- Do this -
Rewrite the stretch of entries from the line containing "Identify all instances of long" through the line containing "[125,79,137,91]", changing "tortoise" to "turtle" and keeping everything else the same.

## BEGIN Entries supplied

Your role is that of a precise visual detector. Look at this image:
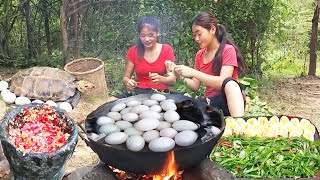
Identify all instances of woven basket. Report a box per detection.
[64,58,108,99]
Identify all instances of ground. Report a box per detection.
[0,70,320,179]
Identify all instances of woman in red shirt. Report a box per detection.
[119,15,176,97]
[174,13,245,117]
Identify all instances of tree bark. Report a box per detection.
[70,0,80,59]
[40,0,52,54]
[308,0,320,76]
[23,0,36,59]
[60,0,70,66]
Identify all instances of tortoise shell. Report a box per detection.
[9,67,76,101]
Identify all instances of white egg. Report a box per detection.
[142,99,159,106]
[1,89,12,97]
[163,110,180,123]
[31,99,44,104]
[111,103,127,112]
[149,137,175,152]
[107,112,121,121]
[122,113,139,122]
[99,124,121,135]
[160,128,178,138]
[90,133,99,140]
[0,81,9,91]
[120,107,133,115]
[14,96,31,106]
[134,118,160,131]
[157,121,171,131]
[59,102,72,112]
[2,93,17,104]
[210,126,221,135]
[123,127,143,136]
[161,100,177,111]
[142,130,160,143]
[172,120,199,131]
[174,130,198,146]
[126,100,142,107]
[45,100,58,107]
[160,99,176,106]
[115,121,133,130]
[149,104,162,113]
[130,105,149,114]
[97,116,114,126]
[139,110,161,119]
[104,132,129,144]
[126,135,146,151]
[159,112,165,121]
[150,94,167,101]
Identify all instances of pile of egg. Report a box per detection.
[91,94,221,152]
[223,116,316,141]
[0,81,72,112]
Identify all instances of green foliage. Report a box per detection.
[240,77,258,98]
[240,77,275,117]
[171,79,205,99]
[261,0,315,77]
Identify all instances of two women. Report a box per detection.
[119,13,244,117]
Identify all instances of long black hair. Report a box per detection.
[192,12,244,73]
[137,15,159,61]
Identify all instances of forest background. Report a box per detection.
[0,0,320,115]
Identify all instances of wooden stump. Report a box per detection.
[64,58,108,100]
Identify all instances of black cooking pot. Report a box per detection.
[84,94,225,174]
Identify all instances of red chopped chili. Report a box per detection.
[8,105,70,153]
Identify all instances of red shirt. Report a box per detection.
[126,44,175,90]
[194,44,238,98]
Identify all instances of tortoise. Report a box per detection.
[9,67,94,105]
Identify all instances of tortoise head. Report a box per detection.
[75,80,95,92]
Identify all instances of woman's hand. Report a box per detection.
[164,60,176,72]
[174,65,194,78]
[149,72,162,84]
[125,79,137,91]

## END Entries supplied
## BEGIN Entries supplied

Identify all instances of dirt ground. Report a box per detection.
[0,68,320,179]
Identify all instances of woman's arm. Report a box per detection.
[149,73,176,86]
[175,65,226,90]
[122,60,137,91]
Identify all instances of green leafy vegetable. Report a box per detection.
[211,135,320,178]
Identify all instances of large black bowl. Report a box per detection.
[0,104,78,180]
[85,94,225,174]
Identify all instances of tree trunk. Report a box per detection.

## END Entries supplied
## BEGIN Entries supplied

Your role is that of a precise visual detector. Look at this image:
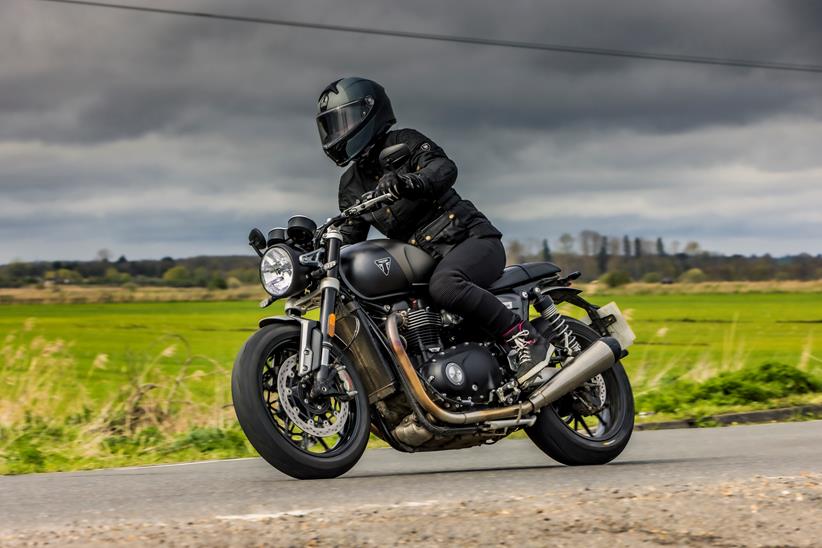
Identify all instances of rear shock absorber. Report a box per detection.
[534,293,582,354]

## END Entries supplied

- Solution for this problem -
Identify all instances of long black hair. Report a box per detection.
[192,12,244,73]
[137,15,159,61]
Identify all instances of forest background. Report a box per detection.
[0,0,320,115]
Identify all instances of wooden stump. Report a box per detection.
[64,58,108,100]
Identify all instances of black cooking pot. Report a box per detection.
[84,94,225,174]
Identify all instances of red chopped chili. Report a box per detection.
[8,105,70,153]
Identify all instances of red shirt. Report a box per detection.
[126,44,175,90]
[194,44,238,98]
Identify all instances of turtle. Report a box per detection.
[9,67,94,105]
Identify all instances of turtle head. Report a box per detection.
[75,80,95,92]
Identify all instances of woman's hand. Report a box per detection.
[164,60,176,72]
[174,65,194,78]
[149,72,162,84]
[125,79,137,91]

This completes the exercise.